### [PROBLEM]
Render every line of the items below as a Markdown table with the columns Row and Line, numbering each line and skipping blank ones. Leave the pictures out.

### [INPUT ROWS]
-.-.-
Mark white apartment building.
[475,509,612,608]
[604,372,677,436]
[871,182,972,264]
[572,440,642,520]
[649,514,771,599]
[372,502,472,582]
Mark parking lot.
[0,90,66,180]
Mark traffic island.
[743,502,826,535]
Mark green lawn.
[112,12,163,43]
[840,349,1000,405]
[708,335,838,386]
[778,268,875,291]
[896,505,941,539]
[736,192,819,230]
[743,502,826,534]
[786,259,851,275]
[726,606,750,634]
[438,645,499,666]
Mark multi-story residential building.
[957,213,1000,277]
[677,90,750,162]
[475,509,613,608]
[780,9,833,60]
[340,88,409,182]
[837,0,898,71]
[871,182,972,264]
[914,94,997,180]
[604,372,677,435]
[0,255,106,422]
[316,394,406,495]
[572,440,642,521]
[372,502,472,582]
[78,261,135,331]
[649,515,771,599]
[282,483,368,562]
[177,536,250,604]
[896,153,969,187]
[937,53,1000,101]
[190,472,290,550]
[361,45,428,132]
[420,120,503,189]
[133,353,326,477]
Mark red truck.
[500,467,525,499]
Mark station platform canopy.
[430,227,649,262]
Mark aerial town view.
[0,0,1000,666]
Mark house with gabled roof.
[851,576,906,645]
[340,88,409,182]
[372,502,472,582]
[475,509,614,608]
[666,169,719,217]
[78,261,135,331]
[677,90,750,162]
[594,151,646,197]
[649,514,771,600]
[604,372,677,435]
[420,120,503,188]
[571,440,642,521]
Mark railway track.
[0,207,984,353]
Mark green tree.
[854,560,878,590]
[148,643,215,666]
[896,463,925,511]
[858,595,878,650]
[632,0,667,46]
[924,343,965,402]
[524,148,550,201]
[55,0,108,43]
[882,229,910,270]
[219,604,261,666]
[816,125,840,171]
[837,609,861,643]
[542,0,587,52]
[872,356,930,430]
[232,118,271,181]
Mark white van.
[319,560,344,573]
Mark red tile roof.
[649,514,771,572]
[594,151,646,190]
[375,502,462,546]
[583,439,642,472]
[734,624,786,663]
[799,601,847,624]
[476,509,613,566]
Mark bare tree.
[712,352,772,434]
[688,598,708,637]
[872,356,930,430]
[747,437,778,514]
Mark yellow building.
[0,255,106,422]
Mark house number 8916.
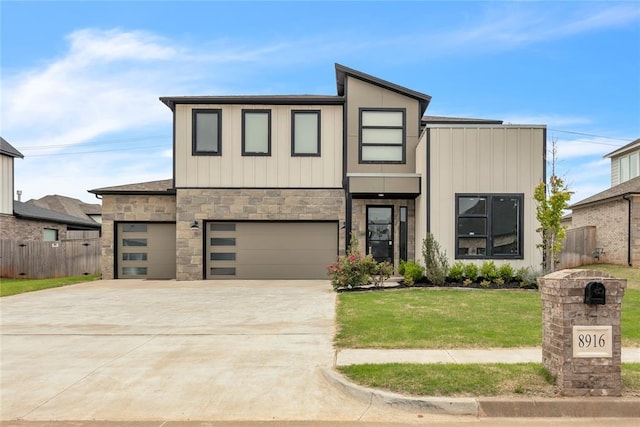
[578,334,607,348]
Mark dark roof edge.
[335,62,431,116]
[569,191,640,209]
[159,95,344,111]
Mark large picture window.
[360,109,405,163]
[291,110,320,156]
[242,110,271,156]
[192,110,222,156]
[456,194,523,258]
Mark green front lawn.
[0,274,100,297]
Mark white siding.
[416,126,545,268]
[174,105,342,188]
[0,155,13,215]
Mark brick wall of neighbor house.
[571,199,628,265]
[175,189,345,280]
[0,215,67,240]
[102,194,176,279]
[351,199,422,271]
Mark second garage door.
[206,222,338,279]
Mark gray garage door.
[206,222,338,279]
[116,222,176,279]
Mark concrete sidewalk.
[335,348,640,366]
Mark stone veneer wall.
[0,215,67,240]
[101,194,176,279]
[351,199,416,271]
[176,188,345,280]
[538,270,627,396]
[571,199,629,265]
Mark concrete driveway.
[0,280,436,421]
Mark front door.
[367,206,393,265]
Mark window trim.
[191,108,222,156]
[358,107,407,164]
[454,193,525,259]
[291,110,322,157]
[242,109,271,157]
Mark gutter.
[622,194,631,267]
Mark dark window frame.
[242,109,271,157]
[291,110,322,157]
[455,193,524,259]
[191,108,222,156]
[358,108,407,164]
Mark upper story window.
[291,110,320,156]
[618,152,640,184]
[360,108,406,163]
[242,110,271,156]
[456,194,524,258]
[192,109,222,156]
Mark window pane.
[211,222,236,231]
[293,112,320,154]
[362,145,402,162]
[362,129,402,145]
[620,156,629,183]
[629,153,640,179]
[122,224,147,233]
[195,112,220,153]
[211,237,236,246]
[458,237,487,255]
[458,197,487,215]
[244,112,269,154]
[211,252,236,261]
[458,218,487,236]
[122,267,147,276]
[491,197,520,255]
[362,111,403,127]
[122,239,147,246]
[122,252,147,261]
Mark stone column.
[538,270,627,396]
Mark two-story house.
[570,139,640,267]
[91,64,546,280]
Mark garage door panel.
[207,222,338,279]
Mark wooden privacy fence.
[0,239,101,279]
[556,226,598,270]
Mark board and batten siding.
[0,155,13,215]
[424,126,545,268]
[174,104,343,188]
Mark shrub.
[480,261,498,281]
[464,263,478,282]
[422,233,449,285]
[498,264,515,283]
[447,261,464,282]
[403,261,424,286]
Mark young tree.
[534,140,571,273]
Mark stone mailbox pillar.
[538,270,627,396]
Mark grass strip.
[338,363,640,397]
[0,274,100,297]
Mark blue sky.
[0,0,640,203]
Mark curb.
[320,368,480,416]
[320,368,640,418]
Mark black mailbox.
[584,282,607,305]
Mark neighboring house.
[90,64,546,280]
[570,176,640,267]
[605,138,640,187]
[0,138,100,241]
[27,194,102,223]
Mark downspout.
[622,195,631,267]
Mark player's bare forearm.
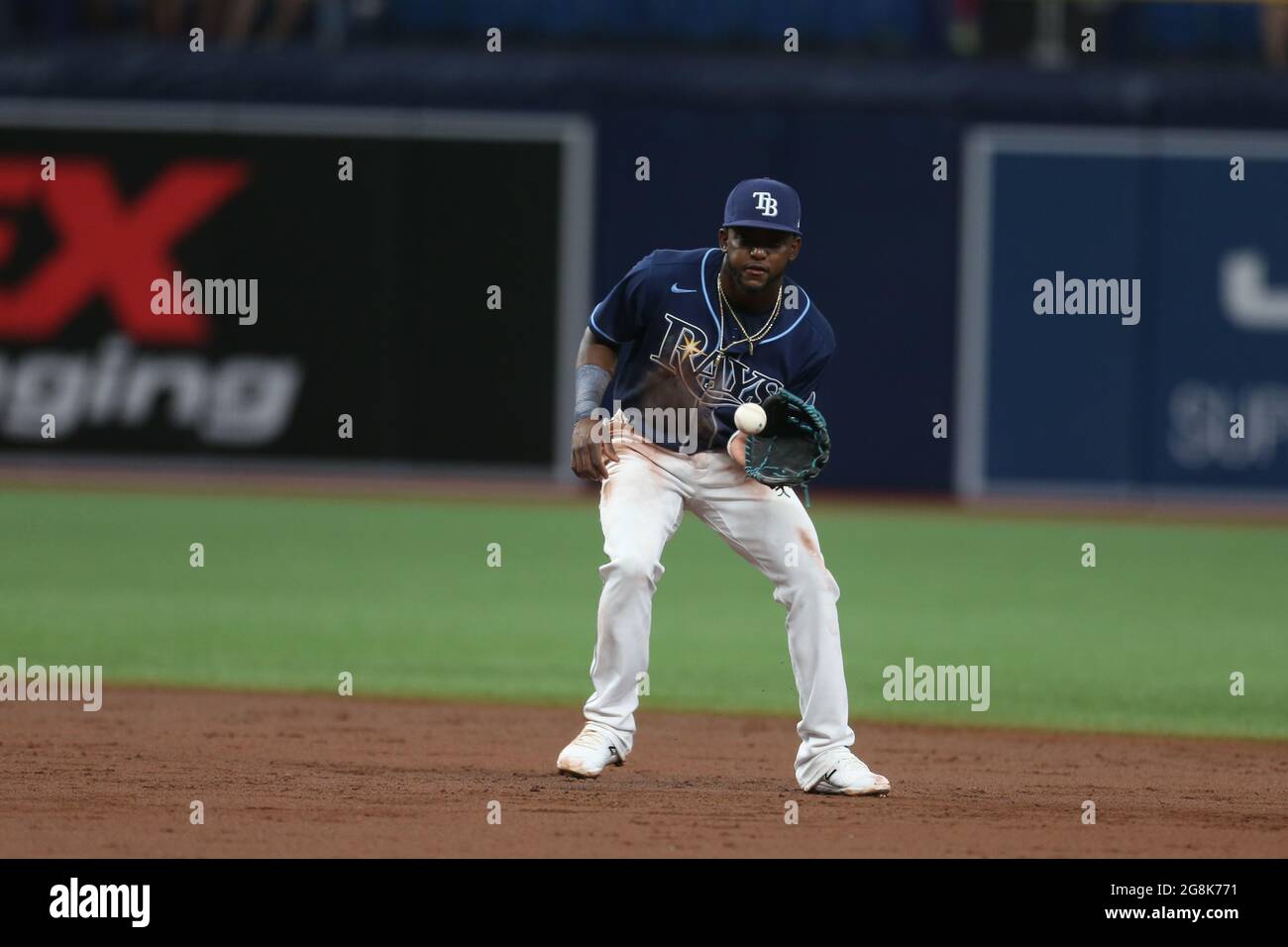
-.-.-
### [ANSWER FOR THIS EXERCISE]
| Row | Line |
|---|---|
| 1 | Mark white apartment building. |
| 2 | [475,509,612,608] |
| 3 | [604,372,677,436] |
| 4 | [871,182,972,264] |
| 5 | [572,440,642,520] |
| 6 | [649,514,771,599] |
| 7 | [372,502,472,582] |
| 8 | Mark parking lot. |
| 9 | [0,90,66,180] |
| 10 | Mark traffic island. |
| 11 | [743,502,826,535] |
| 12 | Mark green lawn. |
| 13 | [112,12,163,43] |
| 14 | [840,349,1000,405] |
| 15 | [708,335,838,386] |
| 16 | [778,268,875,291] |
| 17 | [896,505,941,539] |
| 18 | [736,192,819,230] |
| 19 | [743,502,826,534] |
| 20 | [786,259,851,275] |
| 21 | [726,606,750,634] |
| 22 | [438,645,499,666] |
| 23 | Mark multi-story residential building. |
| 24 | [957,213,1000,277] |
| 25 | [677,90,750,162] |
| 26 | [475,509,613,608] |
| 27 | [780,9,833,60] |
| 28 | [340,88,409,182] |
| 29 | [837,0,898,71] |
| 30 | [871,182,972,264] |
| 31 | [914,94,997,180] |
| 32 | [604,372,677,435] |
| 33 | [0,255,106,422] |
| 34 | [316,394,406,495] |
| 35 | [572,440,642,521] |
| 36 | [372,502,472,582] |
| 37 | [78,261,135,331] |
| 38 | [649,515,771,599] |
| 39 | [282,483,368,562] |
| 40 | [177,536,250,604] |
| 41 | [896,153,969,187] |
| 42 | [937,53,1000,101] |
| 43 | [190,472,290,550] |
| 44 | [361,45,428,132] |
| 45 | [420,120,503,189] |
| 46 | [133,353,326,477] |
| 47 | Mark red truck. |
| 48 | [500,467,525,499] |
| 49 | Mark station platform canopy. |
| 50 | [430,227,649,262] |
| 51 | Mark aerial town view. |
| 52 | [0,0,1000,666] |
| 53 | Mark house with gabled roof. |
| 54 | [851,576,906,645] |
| 55 | [340,88,409,182] |
| 56 | [372,502,472,582] |
| 57 | [475,509,614,608] |
| 58 | [666,169,719,217] |
| 59 | [78,261,135,331] |
| 60 | [677,90,750,162] |
| 61 | [594,151,646,197] |
| 62 | [649,514,771,600] |
| 63 | [604,372,677,435] |
| 64 | [420,120,503,188] |
| 65 | [571,440,642,521] |
| 66 | Mark railway track. |
| 67 | [0,207,984,353] |
| 68 | Mark green tree. |
| 69 | [854,560,878,590] |
| 70 | [148,643,215,666] |
| 71 | [896,463,925,511] |
| 72 | [858,595,878,650] |
| 73 | [632,0,667,46] |
| 74 | [924,343,965,402] |
| 75 | [524,148,550,201] |
| 76 | [55,0,108,43] |
| 77 | [882,229,910,270] |
| 78 | [219,604,261,666] |
| 79 | [816,125,840,171] |
| 80 | [837,609,861,643] |
| 81 | [542,0,587,52] |
| 82 | [872,356,930,430] |
| 83 | [232,118,271,181] |
| 84 | Mark white van. |
| 85 | [319,560,344,573] |
| 86 | Mark red tile roof. |
| 87 | [649,514,771,572] |
| 88 | [594,151,646,190] |
| 89 | [375,502,462,546] |
| 90 | [583,439,642,472] |
| 91 | [734,624,786,663] |
| 92 | [799,601,847,624] |
| 93 | [476,509,613,566] |
| 94 | Mark bare tree. |
| 95 | [712,352,772,434] |
| 96 | [688,598,708,637] |
| 97 | [872,356,930,430] |
| 98 | [747,437,778,514] |
| 99 | Mark yellow building. |
| 100 | [0,255,106,422] |
| 101 | Mark house number 8916. |
| 102 | [578,334,607,348] |
| 103 | Mark dark roof edge. |
| 104 | [335,62,431,116] |
| 105 | [569,191,640,209] |
| 106 | [159,95,344,111] |
| 107 | Mark large picture window. |
| 108 | [360,109,405,163] |
| 109 | [291,110,320,156] |
| 110 | [242,110,271,156] |
| 111 | [192,110,222,156] |
| 112 | [456,194,523,258] |
| 113 | Mark green front lawn. |
| 114 | [0,274,100,297] |
| 115 | Mark white siding. |
| 116 | [416,126,545,268] |
| 117 | [174,105,342,188] |
| 118 | [0,155,13,215] |
| 119 | Mark brick wall of neighbor house. |
| 120 | [571,199,628,265] |
| 121 | [175,189,345,280] |
| 122 | [0,215,67,240] |
| 123 | [102,194,176,279] |
| 124 | [351,199,422,271] |
| 125 | Mark second garage door. |
| 126 | [206,222,338,279] |
| 127 | Mark gray garage door. |
| 128 | [206,222,338,279] |
| 129 | [116,222,176,279] |
| 130 | Mark concrete sidewalk. |
| 131 | [335,348,640,366] |
| 132 | Mark stone veneer wall. |
| 133 | [0,215,67,240] |
| 134 | [101,194,176,279] |
| 135 | [351,199,416,271] |
| 136 | [176,188,345,280] |
| 137 | [538,270,627,396] |
| 138 | [571,199,629,265] |
| 139 | Mark concrete driveway. |
| 140 | [0,280,436,421] |
| 141 | Mark front door. |
| 142 | [367,206,393,265] |
| 143 | Mark window trim. |
| 144 | [191,108,222,156] |
| 145 | [358,107,407,164] |
| 146 | [454,193,525,259] |
| 147 | [291,110,322,157] |
| 148 | [242,109,271,157] |
| 149 | Mark gutter. |
| 150 | [622,194,631,267] |
| 151 | Mark dark window frame. |
| 152 | [242,109,271,157] |
| 153 | [291,110,322,157] |
| 154 | [455,193,524,259] |
| 155 | [191,108,222,156] |
| 156 | [358,108,407,164] |
| 157 | Mark upper story window. |
| 158 | [291,110,320,156] |
| 159 | [618,152,640,184] |
| 160 | [360,108,406,163] |
| 161 | [242,110,271,156] |
| 162 | [456,194,524,258] |
| 163 | [192,109,222,156] |
| 164 | Mark window pane. |
| 165 | [211,222,236,231] |
| 166 | [293,112,320,154] |
| 167 | [362,145,402,162] |
| 168 | [362,129,402,145] |
| 169 | [620,156,629,183] |
| 170 | [629,153,640,179] |
| 171 | [122,224,147,233] |
| 172 | [195,112,220,153] |
| 173 | [211,237,236,246] |
| 174 | [458,237,487,255] |
| 175 | [458,197,487,215] |
| 176 | [244,112,269,154] |
| 177 | [211,252,236,261] |
| 178 | [458,218,487,236] |
| 179 | [122,267,147,276] |
| 180 | [491,197,520,255] |
| 181 | [362,111,403,127] |
| 182 | [122,239,147,246] |
| 183 | [122,252,147,261] |
| 184 | Mark stone column. |
| 185 | [538,270,627,396] |
| 186 | Mark two-story house. |
| 187 | [570,139,640,267] |
| 188 | [91,64,546,280] |
| 189 | Mark garage door panel. |
| 190 | [207,222,338,279] |
| 191 | Mark wooden privacy fence. |
| 192 | [0,239,101,279] |
| 193 | [556,226,598,270] |
| 194 | Mark board and batten siding. |
| 195 | [0,155,13,215] |
| 196 | [424,126,545,268] |
| 197 | [174,104,343,188] |
| 198 | Mark shrub. |
| 199 | [480,261,498,281] |
| 200 | [464,263,478,282] |
| 201 | [422,233,449,285] |
| 202 | [498,264,515,283] |
| 203 | [447,261,464,282] |
| 204 | [403,261,424,286] |
| 205 | Mark young tree. |
| 206 | [534,140,571,273] |
| 207 | Mark stone mailbox pillar. |
| 208 | [538,270,627,396] |
| 209 | Mark grass strip. |
| 210 | [338,363,640,397] |
| 211 | [0,274,100,297] |
| 212 | Mark blue sky. |
| 213 | [0,0,640,203] |
| 214 | Mark curb. |
| 215 | [320,368,480,416] |
| 216 | [320,368,640,418] |
| 217 | Mark black mailbox. |
| 218 | [584,282,607,305] |
| 219 | Mark neighboring house. |
| 220 | [90,64,546,280] |
| 221 | [570,176,640,267] |
| 222 | [605,138,640,187] |
| 223 | [0,138,100,241] |
| 224 | [27,194,102,223] |
| 225 | Mark downspout. |
| 226 | [622,195,631,267] |
| 227 | Mark player's bare forearm. |